** WHAT TO DO **
Rewrite the records below with "metal railing" replaced by "steel guardrail" and everything else left unchanged, omitting the pictures.

** RECORDS SUPPLIED **
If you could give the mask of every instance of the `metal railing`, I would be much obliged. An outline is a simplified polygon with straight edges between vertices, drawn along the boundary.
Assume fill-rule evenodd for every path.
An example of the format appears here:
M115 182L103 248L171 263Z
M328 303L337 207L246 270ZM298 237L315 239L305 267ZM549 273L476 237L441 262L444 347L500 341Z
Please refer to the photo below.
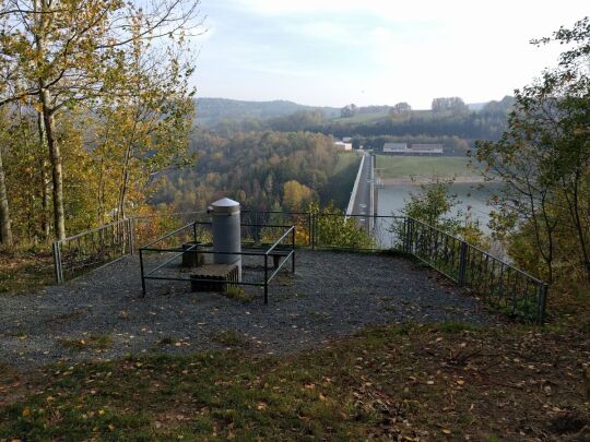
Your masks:
M122 219L54 242L54 272L61 284L133 252L133 222Z
M405 252L512 316L543 323L548 286L467 241L413 218L404 222Z
M54 243L56 280L62 283L126 254L137 244L178 226L194 232L187 240L211 238L199 229L204 212L125 219ZM369 218L373 223L369 223ZM293 247L327 250L391 250L413 255L459 286L477 294L493 307L530 321L545 320L547 285L467 241L406 216L345 215L309 212L241 212L245 247L274 243L285 226L293 226ZM185 231L186 234L186 231ZM170 238L166 236L166 238ZM176 241L177 239L175 239ZM177 244L167 244L176 252Z
M295 226L243 224L243 229L270 228L273 229L273 231L275 232L280 231L280 237L278 239L274 239L270 243L252 243L246 241L241 244L241 251L239 252L215 251L213 249L213 243L210 241L211 236L208 235L211 227L212 223L192 222L169 234L162 236L161 238L157 238L156 240L143 247L140 247L139 259L143 297L145 297L146 295L145 283L150 279L190 282L191 284L211 283L211 279L194 277L194 275L182 275L182 272L179 271L178 263L175 264L175 261L179 261L179 259L186 254L232 255L239 256L239 261L241 261L246 256L262 259L261 263L263 264L263 273L259 275L263 276L262 279L253 278L250 280L227 280L225 283L221 282L221 284L225 284L226 286L263 287L264 303L269 303L270 283L288 261L291 261L291 271L295 273L295 239L297 235ZM184 247L190 243L188 241L189 239L192 241L193 246ZM145 259L145 254L148 253L156 253L158 255L164 253L172 254L172 256L166 258L164 261L156 262L154 267L148 270L148 263ZM273 259L274 265L272 268L269 265L270 258ZM166 271L168 273L166 273Z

** OUTPUT OF THE TASK **
If you could give the mask of every instance of the `steel guardrail`, I would be much obliged. An outline is a simplified polygon with straight edges between vertices, drawn along the boundary.
Assume fill-rule evenodd for every path.
An example of the format appears here:
M115 182L103 248L171 263Z
M328 303L337 207L246 270ZM298 237L315 239L305 267ZM549 273L476 237L441 262L444 347L500 341Z
Please refer to the photo below.
Your masks:
M122 219L54 242L54 272L61 284L133 252L133 222Z
M405 252L512 316L543 323L548 286L467 241L413 218L404 222Z
M54 243L56 280L62 283L126 254L137 244L178 226L194 232L187 240L211 238L199 229L204 212L125 219ZM369 218L373 223L369 223ZM293 247L327 250L391 250L413 255L459 286L477 294L493 307L530 321L545 320L547 285L467 241L406 216L345 215L309 212L241 212L245 247L274 243L285 226L293 226ZM185 231L186 234L186 231ZM170 238L166 236L166 238ZM176 241L177 239L175 239ZM177 244L167 244L176 252Z
M295 226L243 224L243 229L270 228L273 229L273 231L275 232L280 231L280 237L278 239L274 239L270 243L252 243L246 241L241 244L241 251L239 252L215 251L213 249L213 243L210 241L211 236L208 235L211 227L212 223L192 222L169 234L162 236L161 238L157 238L156 240L143 247L140 247L139 259L143 297L145 297L146 295L145 283L150 279L190 282L191 284L211 283L211 279L194 277L194 275L182 275L182 272L179 271L178 263L175 264L175 261L179 261L179 259L186 254L232 255L239 256L239 261L241 261L246 256L262 259L261 263L263 264L263 273L259 275L263 276L262 279L253 278L250 280L227 280L225 283L221 282L221 284L225 284L226 286L263 287L264 303L269 303L270 283L288 261L291 261L291 271L295 273L295 239L297 235ZM184 247L190 243L188 241L189 239L192 241L193 246ZM145 259L145 254L148 253L156 253L158 255L164 253L172 254L172 256L166 258L164 261L156 262L154 267L148 270L148 263ZM273 259L274 265L272 268L269 265L270 258ZM166 271L168 273L166 273Z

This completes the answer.